INFORMATION below:
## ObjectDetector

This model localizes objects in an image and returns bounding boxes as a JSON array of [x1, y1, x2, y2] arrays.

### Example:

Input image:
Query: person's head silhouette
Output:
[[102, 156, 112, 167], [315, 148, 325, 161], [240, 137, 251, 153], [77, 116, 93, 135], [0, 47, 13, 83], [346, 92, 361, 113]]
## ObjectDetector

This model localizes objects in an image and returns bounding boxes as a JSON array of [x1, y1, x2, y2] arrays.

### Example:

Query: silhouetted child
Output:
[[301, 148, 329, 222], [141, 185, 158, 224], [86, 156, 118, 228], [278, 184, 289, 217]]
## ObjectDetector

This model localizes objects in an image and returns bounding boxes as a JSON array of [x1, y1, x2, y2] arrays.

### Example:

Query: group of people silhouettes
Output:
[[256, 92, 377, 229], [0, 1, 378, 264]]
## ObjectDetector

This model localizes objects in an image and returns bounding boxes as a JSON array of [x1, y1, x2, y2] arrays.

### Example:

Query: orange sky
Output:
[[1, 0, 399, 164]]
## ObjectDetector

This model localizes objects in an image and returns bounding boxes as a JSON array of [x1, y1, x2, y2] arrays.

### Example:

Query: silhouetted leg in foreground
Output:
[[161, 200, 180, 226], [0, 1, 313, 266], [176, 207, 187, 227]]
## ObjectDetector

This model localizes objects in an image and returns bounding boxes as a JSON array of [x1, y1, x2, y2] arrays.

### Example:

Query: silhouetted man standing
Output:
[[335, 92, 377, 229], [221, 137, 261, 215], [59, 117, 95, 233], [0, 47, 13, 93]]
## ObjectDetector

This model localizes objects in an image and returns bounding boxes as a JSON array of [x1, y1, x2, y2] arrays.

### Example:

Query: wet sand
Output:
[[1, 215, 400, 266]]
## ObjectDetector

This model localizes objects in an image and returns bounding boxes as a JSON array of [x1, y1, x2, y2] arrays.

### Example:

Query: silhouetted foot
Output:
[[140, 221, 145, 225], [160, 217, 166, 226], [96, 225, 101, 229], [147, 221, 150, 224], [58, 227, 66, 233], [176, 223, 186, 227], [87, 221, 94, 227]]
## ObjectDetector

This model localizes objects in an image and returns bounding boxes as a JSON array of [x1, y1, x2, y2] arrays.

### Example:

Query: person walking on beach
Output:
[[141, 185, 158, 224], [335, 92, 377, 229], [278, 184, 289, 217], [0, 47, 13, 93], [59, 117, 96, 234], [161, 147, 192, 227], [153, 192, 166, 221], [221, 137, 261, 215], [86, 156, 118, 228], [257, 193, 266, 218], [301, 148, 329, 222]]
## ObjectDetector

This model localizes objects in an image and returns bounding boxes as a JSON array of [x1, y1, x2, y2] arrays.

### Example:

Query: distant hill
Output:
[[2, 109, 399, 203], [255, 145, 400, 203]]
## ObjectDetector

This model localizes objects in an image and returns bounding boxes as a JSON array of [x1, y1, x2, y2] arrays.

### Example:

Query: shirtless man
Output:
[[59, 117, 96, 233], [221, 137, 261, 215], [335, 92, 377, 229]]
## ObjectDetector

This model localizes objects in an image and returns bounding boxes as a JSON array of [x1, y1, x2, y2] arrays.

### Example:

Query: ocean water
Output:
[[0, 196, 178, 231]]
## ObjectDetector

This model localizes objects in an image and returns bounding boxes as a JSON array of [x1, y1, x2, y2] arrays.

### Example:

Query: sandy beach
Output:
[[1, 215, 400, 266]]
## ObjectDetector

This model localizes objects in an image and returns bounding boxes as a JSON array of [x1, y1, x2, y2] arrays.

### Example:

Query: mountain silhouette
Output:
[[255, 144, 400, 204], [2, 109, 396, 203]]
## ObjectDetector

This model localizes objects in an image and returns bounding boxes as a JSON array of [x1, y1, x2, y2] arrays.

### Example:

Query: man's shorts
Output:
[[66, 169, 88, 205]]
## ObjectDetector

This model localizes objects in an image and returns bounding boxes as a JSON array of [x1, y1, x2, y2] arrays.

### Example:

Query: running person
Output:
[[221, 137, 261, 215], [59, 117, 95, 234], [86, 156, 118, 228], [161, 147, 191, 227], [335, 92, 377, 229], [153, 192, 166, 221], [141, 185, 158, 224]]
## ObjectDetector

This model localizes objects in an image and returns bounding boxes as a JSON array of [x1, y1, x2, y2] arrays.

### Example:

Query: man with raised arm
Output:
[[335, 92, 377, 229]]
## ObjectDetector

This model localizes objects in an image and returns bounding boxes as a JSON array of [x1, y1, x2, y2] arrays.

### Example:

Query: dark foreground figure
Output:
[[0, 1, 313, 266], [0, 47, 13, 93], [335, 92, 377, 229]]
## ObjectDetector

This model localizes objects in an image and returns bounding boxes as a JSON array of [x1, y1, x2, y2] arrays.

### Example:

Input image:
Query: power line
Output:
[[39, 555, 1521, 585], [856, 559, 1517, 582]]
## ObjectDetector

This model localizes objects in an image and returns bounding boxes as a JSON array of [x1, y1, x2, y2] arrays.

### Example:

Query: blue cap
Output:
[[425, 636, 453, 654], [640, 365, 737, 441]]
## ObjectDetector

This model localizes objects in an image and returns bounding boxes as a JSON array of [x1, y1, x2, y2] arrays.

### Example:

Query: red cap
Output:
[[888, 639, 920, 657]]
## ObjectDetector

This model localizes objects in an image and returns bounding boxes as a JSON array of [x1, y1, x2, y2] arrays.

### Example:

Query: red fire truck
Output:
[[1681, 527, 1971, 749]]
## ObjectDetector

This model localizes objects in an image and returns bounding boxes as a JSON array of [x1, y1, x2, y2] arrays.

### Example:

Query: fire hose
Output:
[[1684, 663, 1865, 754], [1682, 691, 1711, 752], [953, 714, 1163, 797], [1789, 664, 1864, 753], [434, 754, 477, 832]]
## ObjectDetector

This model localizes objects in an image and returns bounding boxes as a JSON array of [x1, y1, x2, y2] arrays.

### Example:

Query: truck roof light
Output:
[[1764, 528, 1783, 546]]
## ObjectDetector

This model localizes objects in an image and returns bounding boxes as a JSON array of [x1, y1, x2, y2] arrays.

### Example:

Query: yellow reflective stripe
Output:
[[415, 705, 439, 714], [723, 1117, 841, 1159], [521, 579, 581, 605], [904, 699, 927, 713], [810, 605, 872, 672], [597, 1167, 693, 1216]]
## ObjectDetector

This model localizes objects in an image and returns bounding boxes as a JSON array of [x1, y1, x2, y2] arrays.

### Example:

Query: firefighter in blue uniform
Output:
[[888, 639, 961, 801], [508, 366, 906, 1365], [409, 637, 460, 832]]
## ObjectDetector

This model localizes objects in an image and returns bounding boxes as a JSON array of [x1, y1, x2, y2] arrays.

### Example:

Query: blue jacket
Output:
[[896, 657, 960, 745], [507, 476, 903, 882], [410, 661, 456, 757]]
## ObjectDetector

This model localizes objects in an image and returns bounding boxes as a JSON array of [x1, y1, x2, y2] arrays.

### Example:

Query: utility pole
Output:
End of INFORMATION.
WORK INSTRUCTION: All the records above need to be transcribed exactly and in full.

OUTPUT BELOW:
## ObjectDetector

This model localizes objects in an image and returns bounding boxes as a JSON array of [x1, y1, x2, y2] arrays.

### Example:

Input image:
Query: person's head silhouette
Output:
[[102, 156, 112, 167], [315, 148, 325, 161], [240, 137, 251, 153], [77, 116, 93, 135], [0, 47, 13, 83], [346, 92, 361, 113]]
## ObjectDetector

This model localizes objects in an image and returns bounding boxes as a JSON array of [x1, y1, x2, y2] arrays.

### Example:

Query: silhouetted child
Output:
[[301, 148, 329, 222], [141, 185, 158, 224], [86, 156, 118, 228], [278, 184, 289, 217]]
## ObjectDetector

This model localizes objects in an image and returns bounding boxes as a JSON array of [x1, y1, x2, y2] arrays.

### Example:

Query: group of people silhouettes
Output:
[[256, 92, 377, 229], [0, 1, 378, 264]]
## ObjectDetector

This model localizes objects in an image and returns bounding boxes as a JSON array of [x1, y1, x2, y2] arrays.

### Example:

Query: orange sky
Output:
[[1, 0, 399, 164]]
## ObjectDetector

This model localizes objects in an image and returns bounding boxes as a JSON array of [x1, y1, x2, y2] arrays.

### Example:

Query: silhouetted leg in foreground
Output:
[[161, 200, 180, 226], [0, 1, 313, 266], [176, 207, 187, 227]]
## ObjectDetector

This model localizes objects in an image and returns bounding boxes as a JSON array of [x1, y1, x2, y2] arrays.

### Example:

Query: silhouetted man standing
Output:
[[335, 92, 377, 229], [221, 137, 261, 215], [59, 117, 95, 233], [0, 47, 13, 93]]
## ObjectDetector

This model localizes objects in an image and returns bounding boxes as a JSON array of [x1, y1, x2, y2] arrays.

### Example:

Query: wet sand
Output:
[[1, 215, 400, 266]]
## ObjectDetector

This model localizes objects in an image and returns bounding boxes as a JSON array of [x1, y1, x2, y2] arrays.

### Example:

Query: silhouetted foot
Output:
[[140, 221, 145, 225], [160, 217, 166, 226], [96, 225, 101, 229], [147, 221, 150, 224], [58, 227, 66, 233], [176, 223, 186, 227], [87, 221, 94, 227]]
## ObjectDetector

This model localizes objects in an image and returns bounding boxes as a JSON array of [x1, y1, x2, y2] arrays.

### Example:

Query: person walking on beach
Output:
[[141, 185, 158, 224], [335, 92, 377, 229], [278, 184, 289, 217], [0, 47, 13, 93], [59, 117, 96, 234], [161, 147, 192, 227], [153, 192, 166, 221], [221, 137, 261, 215], [86, 156, 118, 228], [257, 193, 266, 218], [301, 148, 329, 222]]
## ObjectDetector

This model localizes objects in an image and returns bounding boxes as a JSON array of [x1, y1, x2, y2] arrays.

### Example:

Query: distant hill
Output:
[[2, 109, 399, 203], [255, 145, 400, 203]]
## ObjectDetector

This model localizes objects in an image and returns bounding boxes as a JSON array of [x1, y1, x2, y2] arrays.

### Example:

Query: shirtless man
Output:
[[59, 117, 96, 233], [221, 137, 261, 215], [335, 92, 377, 229]]
## ObjectDetector

This model localizes objects in an image and returns bounding boxes as a JSON array of [x1, y1, x2, y2] arrays.

### Example:

Query: ocean water
Output:
[[0, 196, 178, 231]]
## ObjectDetector

This model localizes objects in an image and returns bounding boxes as a JSON array of [x1, y1, x2, y2] arrays.

### Example:

Query: sandy beach
Output:
[[1, 215, 400, 266]]
## ObjectDetector

This model localizes objects in an image and returns bounding boxes as a JSON array of [x1, y1, x2, y2] arrays.

### Example:

Query: mountain silhouette
Output:
[[255, 144, 400, 204], [2, 109, 396, 203]]
## ObjectDetector

This model localizes objects in an image and returns bounding boxes as a JSON array of [x1, y1, x2, y2] arrays.

### Example:

Query: man's shorts
Output:
[[66, 169, 88, 205]]
## ObjectDetector

This model localizes objects in an image and returns bounding boxes as a JSON array of [x1, y1, x2, y2] arrays.

### Example:

Query: running person
Output:
[[221, 137, 261, 215], [59, 117, 95, 234], [86, 156, 118, 228], [161, 147, 191, 227], [335, 92, 377, 229], [153, 192, 166, 221], [141, 185, 158, 224]]
## ObjectDetector

This model localizes objects in an image and returns bounding boxes as a JSON array of [x1, y1, x2, y2] arrays.

### Example:

Query: man with raised arm
Output:
[[335, 92, 377, 229]]
## ObjectDetector

This model localizes objects in an image and returns bounding boxes as a JSON array of [x1, y1, x2, y2] arrays.

### Example:

Query: dark foreground figure
Output:
[[0, 1, 313, 266], [0, 47, 13, 93], [335, 92, 377, 229]]
## ObjectDetector

This model localizes objects in an image and returns bounding boxes as a JSON array of [x1, y1, x2, y2] arrays.

### Example:

Input image:
Query: power line
Output:
[[39, 555, 1521, 585], [856, 559, 1517, 582]]
## ObjectDetector

This model localizes objects in an image and returns bounding boxes as a JSON array of [x1, y1, x2, y2] arrays.

### Example:

Query: blue cap
Output:
[[425, 636, 453, 654], [640, 365, 737, 441]]
## ObjectDetector

This model localizes objects in an image and returns bounding boxes as a JSON array of [x1, y1, x2, y2] arrays.

### Example:

Query: red cap
Output:
[[888, 639, 920, 657]]
## ObjectDetector

This model localizes objects in an image and returns bounding boxes as a JSON array of [x1, y1, x2, y2] arrays.

### Example:

Query: red fire truck
Output:
[[1681, 527, 1971, 749]]
## ObjectDetector

This model localizes objects in an image and returns bounding boxes as a JSON array of [x1, y1, x2, y2] arrays.

### Example:

Query: fire hose
Output:
[[1684, 663, 1865, 754], [1682, 691, 1711, 752], [953, 714, 1163, 797], [1789, 664, 1864, 753], [434, 754, 477, 832]]
## ObjectDetector

This model localizes objects in an image and returns bounding boxes as a JSON array of [x1, y1, x2, y2] arrays.

### Example:

Query: truck roof light
Output:
[[1764, 528, 1783, 546]]
## ObjectDetector

This model localizes objects in an image and returns bounding boxes as a JSON array of [x1, y1, x2, y2] arrays.

### Example:

Query: yellow reflective stripe
Output:
[[415, 705, 439, 714], [723, 1117, 841, 1159], [521, 579, 581, 605], [904, 699, 927, 713], [810, 605, 872, 672], [597, 1167, 693, 1216]]
## ObjectDetector

This model localizes objects in an image and returns bounding boxes as a JSON array of [x1, y1, x2, y2] arrays.

### Example:

Query: firefighter in blue uniform
Output:
[[888, 639, 961, 801], [508, 366, 906, 1365], [409, 637, 460, 832]]
## ObjectDetector

This model localizes objects in an image and returns bounding boxes as a JSON array of [x1, y1, x2, y2] arrays.

### Example:

Query: blue jacket
Output:
[[896, 657, 960, 745], [507, 476, 903, 882], [410, 661, 456, 757]]
## ObjectDetector

This model localizes objects in an image and returns bounding boxes as a JSON array of [x1, y1, x2, y2] arrays.

### Example:

Query: utility pole
Output:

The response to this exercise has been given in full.